--- Begin Source ---

TABLE OF CONTENTS
ABINIT/littlegroup_pert [ Functions ]
NAME
littlegroup_pert
FUNCTION
If syuse==0 and rfmeth==2, determines the set of symmetries that leaves a perturbation invariant. (Actually, all symmetries that leaves a q-wavevector invariant should be used to reduce the number of k-points for all perturbations. Unfortunately, one has to take into account the sign reversal of the perturbation under the symmetry operations, which makes GS routines not usable for the respfn code. The intermediate choice was to select only those that keep also the perturbation invariant. Note that the wavevector of the perturbation must also be invariant, a translation vector in real space is NOT allowed ).
COPYRIGHT
Copyright (C) 1999-2018 ABINIT group (XG, DRH) This file is distributed under the terms of the GNU General Public License, see ~abinit/COPYING or http://www.gnu.org/copyleft/gpl.txt . For the initials of contributors, see ~abinit/doc/developers/contributors.txt .

--- End Source ---
--- Begin Recorded data ---

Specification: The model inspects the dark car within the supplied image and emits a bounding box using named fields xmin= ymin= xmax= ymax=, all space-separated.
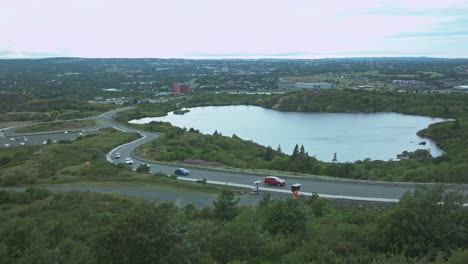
xmin=174 ymin=168 xmax=190 ymax=176
xmin=263 ymin=176 xmax=286 ymax=187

--- End Recorded data ---

Exercise requirements ▸
A: Write out the stretch of the littlegroup_pert documentation from "TABLE OF CONTENTS" through "NOT allowed ).".
B: Extend the littlegroup_pert documentation past its final line.

Set of answers ▸
A:
TABLE OF CONTENTS
ABINIT/littlegroup_pert [ Functions ]
NAME
littlegroup_pert
FUNCTION
If syuse==0 and rfmeth==2, determines the set of symmetries that leaves a perturbation invariant. (Actually, all symmetries that leaves a q-wavevector invariant should be used to reduce the number of k-points for all perturbations. Unfortunately, one has to take into account the sign reversal of the perturbation under the symmetry operations, which makes GS routines not usable for the respfn code. The intermediate choice was to select only those that keep also the perturbation invariant. Note that the wavevector of the perturbation must also be invariant, a translation vector in real space is NOT allowed ).

B:
INPUTS
gprimd(3,3)=dimensional primitive translations for reciprocal space (bohr**-1) idir=direction of the perturbation indsym(4,nsym,natom)=indirect indexing of atom labels--see subroutine symatm for definition (if nsym>1) iout=if non-zero, output on unit iout ipert=characteristics of the perturbation natom= number of atoms nsym=number of space group symmetries rfmeth = 1 if non-stationary block 2 if stationary block 3 if third order derivatives symq(4,2,nsym)= Table computed by littlegroup_q. three first numbers define the G vector; fourth number is zero if the q-vector is not preserved, is 1 otherwise second index is one without time-reversal symmetry, two with time-reversal symmetry symafm(nsym)=(anti)ferromagnetic part of the symmetry operations symrec(3,3,nsym)=3x3 matrices of the group symmetries (reciprocal space) symrel(3,3,nsym)=3x3 matrices of the group symmetries (real space) syuse= flag to use the symmetries or not. If 0 usei it, if 1 do not use it. tnons(3,nsym)=nonsymmorphic translations of space group in terms of real space primitive translations (may be 0) [unit]=By default the routine writes to std_out and this is very annoying if we are inside a big loop. Use unit=dev_null or a negative integer to disable writing.
OUTPUT
nsym1 =number of space group symmetries that leaves the perturbation invariant symaf1(nsym1)=(anti)ferromagnetic part of the corresponding symmetry operations symrl1(3,3,nsym1)=corresponding 3x3 matrices of the group symmetries (real space) tnons1(3,nsym1)=corresponding nonsymmorphic translations of space group in terms of real space primitive translations (may be 0)!!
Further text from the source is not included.